§ **GOAL OF THE EXERCISE**:
Find the line containing "of the microphone", then output it and every line after it through the end of the listing below, exactly as written.

>> Begin MATERIAL PROVIDED

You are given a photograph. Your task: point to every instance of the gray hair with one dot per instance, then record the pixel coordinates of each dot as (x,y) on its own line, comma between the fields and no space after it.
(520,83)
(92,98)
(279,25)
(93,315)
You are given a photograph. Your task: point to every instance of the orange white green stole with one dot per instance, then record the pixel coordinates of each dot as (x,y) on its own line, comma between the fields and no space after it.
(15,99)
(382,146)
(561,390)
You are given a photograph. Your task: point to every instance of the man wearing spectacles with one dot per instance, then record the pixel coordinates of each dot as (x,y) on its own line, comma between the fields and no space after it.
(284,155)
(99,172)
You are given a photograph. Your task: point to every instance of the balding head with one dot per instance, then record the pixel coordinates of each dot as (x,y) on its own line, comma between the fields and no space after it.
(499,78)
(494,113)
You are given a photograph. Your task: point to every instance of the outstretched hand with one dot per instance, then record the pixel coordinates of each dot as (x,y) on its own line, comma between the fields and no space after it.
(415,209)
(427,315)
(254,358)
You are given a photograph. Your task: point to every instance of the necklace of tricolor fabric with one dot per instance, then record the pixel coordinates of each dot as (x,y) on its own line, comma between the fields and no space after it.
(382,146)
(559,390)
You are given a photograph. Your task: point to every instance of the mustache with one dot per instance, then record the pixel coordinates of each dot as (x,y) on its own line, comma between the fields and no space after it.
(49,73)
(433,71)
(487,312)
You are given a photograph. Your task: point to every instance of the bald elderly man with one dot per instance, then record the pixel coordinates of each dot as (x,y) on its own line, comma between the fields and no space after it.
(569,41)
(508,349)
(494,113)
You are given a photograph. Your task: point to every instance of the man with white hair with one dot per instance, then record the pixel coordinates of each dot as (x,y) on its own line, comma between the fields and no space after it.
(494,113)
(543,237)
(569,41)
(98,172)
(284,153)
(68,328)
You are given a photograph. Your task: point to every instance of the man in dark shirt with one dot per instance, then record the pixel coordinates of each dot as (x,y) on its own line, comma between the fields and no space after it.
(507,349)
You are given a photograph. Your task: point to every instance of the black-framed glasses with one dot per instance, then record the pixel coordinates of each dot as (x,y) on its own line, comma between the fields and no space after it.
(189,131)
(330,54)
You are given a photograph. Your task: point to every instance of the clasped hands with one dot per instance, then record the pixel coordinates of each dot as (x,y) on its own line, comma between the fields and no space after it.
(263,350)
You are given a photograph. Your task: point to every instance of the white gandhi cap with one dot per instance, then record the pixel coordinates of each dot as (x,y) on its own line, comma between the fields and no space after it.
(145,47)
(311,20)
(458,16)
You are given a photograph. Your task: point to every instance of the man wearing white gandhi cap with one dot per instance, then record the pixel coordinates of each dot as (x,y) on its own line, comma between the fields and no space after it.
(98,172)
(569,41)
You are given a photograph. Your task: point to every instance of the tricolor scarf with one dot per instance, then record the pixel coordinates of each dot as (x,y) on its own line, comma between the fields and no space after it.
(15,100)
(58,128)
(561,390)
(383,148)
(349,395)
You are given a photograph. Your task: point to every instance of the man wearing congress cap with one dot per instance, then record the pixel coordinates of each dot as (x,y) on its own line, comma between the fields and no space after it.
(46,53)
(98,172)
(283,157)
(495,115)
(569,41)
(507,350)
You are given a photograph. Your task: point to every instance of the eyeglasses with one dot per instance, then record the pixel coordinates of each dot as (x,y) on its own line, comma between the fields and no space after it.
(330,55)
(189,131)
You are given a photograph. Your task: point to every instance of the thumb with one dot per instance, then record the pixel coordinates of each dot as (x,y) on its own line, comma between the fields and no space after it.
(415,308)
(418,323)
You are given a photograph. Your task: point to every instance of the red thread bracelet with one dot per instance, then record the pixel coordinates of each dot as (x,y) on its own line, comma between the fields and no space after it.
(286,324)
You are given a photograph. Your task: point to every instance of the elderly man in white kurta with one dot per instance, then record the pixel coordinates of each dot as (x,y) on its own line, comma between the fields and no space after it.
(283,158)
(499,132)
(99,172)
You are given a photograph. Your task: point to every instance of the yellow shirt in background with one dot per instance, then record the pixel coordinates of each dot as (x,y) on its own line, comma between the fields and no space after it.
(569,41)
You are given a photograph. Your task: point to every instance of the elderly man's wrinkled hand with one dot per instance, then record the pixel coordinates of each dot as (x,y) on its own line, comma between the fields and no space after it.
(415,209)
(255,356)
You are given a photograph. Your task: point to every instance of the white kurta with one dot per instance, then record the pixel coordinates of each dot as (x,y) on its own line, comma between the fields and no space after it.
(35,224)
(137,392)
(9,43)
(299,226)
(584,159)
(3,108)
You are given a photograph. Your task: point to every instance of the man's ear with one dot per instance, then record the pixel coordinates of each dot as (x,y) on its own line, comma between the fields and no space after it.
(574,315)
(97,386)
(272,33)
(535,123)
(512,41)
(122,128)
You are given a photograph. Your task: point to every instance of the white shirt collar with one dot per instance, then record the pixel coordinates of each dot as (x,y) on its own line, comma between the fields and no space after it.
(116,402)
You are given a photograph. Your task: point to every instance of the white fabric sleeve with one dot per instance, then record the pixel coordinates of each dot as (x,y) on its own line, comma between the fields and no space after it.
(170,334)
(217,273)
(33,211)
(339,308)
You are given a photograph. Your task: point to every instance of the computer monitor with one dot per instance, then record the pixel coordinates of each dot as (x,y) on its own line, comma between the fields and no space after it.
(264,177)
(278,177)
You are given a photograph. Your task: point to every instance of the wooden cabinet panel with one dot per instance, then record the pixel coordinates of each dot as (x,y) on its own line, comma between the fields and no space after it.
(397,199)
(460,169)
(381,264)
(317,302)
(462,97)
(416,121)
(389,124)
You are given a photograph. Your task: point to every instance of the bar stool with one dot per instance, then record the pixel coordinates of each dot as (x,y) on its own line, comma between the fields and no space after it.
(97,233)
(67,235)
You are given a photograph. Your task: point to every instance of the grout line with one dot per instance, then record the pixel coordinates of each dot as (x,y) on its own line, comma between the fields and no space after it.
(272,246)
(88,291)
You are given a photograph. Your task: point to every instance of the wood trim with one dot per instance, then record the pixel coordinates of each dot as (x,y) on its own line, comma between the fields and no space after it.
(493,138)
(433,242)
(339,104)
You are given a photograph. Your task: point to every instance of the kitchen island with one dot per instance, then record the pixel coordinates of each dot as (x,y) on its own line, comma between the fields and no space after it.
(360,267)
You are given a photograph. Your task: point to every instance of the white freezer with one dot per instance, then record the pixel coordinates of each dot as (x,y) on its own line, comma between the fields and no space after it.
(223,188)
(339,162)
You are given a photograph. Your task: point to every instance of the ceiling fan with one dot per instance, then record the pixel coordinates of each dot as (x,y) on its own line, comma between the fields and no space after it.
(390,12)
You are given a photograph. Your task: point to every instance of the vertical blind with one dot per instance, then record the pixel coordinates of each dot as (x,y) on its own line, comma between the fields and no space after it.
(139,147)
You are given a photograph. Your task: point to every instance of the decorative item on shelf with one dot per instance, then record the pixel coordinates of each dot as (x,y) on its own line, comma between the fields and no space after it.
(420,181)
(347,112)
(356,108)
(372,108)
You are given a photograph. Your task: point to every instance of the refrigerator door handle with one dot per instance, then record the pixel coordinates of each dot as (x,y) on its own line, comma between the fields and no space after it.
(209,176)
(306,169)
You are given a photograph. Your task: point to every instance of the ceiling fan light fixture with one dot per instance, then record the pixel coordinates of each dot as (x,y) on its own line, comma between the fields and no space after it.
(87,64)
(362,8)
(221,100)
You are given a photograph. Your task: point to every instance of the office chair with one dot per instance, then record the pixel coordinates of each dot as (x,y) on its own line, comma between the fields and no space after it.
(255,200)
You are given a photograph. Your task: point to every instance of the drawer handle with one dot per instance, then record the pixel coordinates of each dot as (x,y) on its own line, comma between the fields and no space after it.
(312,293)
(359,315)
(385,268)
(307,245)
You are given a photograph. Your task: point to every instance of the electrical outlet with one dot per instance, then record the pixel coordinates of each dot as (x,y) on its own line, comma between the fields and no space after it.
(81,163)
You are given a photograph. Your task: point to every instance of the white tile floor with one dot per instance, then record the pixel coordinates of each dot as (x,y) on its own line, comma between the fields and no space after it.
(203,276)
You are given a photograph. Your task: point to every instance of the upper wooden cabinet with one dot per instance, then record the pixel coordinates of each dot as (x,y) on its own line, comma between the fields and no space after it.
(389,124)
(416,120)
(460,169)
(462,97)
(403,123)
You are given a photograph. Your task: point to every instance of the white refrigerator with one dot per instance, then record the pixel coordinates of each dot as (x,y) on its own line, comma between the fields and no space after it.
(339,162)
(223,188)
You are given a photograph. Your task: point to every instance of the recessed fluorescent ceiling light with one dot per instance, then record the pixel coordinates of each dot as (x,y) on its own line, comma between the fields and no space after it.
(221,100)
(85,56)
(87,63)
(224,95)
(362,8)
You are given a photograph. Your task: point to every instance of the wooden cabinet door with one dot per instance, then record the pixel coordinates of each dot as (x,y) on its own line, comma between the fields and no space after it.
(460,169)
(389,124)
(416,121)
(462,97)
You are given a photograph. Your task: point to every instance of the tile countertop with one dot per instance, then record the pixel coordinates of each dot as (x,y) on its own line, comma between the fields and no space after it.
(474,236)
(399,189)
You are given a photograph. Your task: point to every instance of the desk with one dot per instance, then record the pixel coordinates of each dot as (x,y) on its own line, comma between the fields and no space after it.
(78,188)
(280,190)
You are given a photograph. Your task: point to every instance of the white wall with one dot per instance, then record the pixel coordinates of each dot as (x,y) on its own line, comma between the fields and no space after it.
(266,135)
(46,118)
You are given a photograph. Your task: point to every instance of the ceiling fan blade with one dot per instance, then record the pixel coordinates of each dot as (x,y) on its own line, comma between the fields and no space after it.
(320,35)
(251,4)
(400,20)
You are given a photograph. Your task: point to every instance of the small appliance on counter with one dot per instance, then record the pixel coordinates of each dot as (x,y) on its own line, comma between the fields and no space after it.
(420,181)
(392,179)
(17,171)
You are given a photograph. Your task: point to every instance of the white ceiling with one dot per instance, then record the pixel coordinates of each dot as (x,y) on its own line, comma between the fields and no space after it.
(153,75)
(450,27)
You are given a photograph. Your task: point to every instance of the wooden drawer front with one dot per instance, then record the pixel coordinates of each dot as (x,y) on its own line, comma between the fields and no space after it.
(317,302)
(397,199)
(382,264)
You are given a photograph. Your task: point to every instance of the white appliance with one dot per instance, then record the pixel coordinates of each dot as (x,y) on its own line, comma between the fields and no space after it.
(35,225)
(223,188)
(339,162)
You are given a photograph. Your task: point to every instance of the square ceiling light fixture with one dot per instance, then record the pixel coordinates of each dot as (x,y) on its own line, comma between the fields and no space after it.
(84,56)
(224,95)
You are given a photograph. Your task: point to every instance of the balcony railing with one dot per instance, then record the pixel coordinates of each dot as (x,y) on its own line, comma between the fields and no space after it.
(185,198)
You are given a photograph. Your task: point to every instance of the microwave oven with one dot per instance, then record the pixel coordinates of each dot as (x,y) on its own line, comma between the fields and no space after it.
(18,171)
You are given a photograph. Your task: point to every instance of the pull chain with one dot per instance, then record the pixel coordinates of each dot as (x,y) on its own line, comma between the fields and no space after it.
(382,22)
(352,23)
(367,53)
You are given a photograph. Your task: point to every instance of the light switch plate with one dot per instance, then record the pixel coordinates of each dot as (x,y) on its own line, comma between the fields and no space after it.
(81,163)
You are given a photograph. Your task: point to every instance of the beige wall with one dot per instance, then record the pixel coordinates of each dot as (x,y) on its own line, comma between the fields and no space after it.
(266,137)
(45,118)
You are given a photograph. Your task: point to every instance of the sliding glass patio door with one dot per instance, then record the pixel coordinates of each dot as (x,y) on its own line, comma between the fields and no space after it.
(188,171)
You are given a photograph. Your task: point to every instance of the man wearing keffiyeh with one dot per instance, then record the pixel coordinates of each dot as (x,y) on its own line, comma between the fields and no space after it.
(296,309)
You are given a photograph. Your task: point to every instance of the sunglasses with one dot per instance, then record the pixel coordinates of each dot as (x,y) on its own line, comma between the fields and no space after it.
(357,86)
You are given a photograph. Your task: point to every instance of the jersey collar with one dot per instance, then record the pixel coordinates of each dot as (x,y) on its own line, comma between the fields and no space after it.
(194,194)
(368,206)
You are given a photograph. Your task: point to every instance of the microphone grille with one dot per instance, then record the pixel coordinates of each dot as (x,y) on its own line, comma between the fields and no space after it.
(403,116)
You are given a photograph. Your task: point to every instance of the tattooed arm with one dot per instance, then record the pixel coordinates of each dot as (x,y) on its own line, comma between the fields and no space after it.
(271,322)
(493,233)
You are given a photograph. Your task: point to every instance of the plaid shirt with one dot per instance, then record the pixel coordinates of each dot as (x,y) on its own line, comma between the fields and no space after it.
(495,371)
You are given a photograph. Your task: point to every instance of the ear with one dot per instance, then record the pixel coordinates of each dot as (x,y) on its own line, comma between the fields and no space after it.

>> End MATERIAL PROVIDED

§ **EXPECTED OUTPUT**:
You are given a photograph. Your task: point to every instance of the microphone grille with one dot per instance, then record the pixel coordinates of each dot as (x,y) on its own line, comma between the fields and no space after it.
(403,116)
You are given a photograph. Your task: point to every instance of the tattooed arm with one dot per instance, then record the pixel coordinates of each dot as (x,y) on its own line, comma between the fields and no space after it.
(271,322)
(493,233)
You are given a photograph. Your task: point to every instance of the plaid shirt with one dot per instance, then record the pixel coordinates of each dot as (x,y) on its own line, comma between the fields and no space after it.
(495,371)
You are given a photograph. Your task: point to every instance of the ear with one dot per instance, then record the pixel coordinates of each dot as (x,y) on its own line, comma between the fields and no space after it.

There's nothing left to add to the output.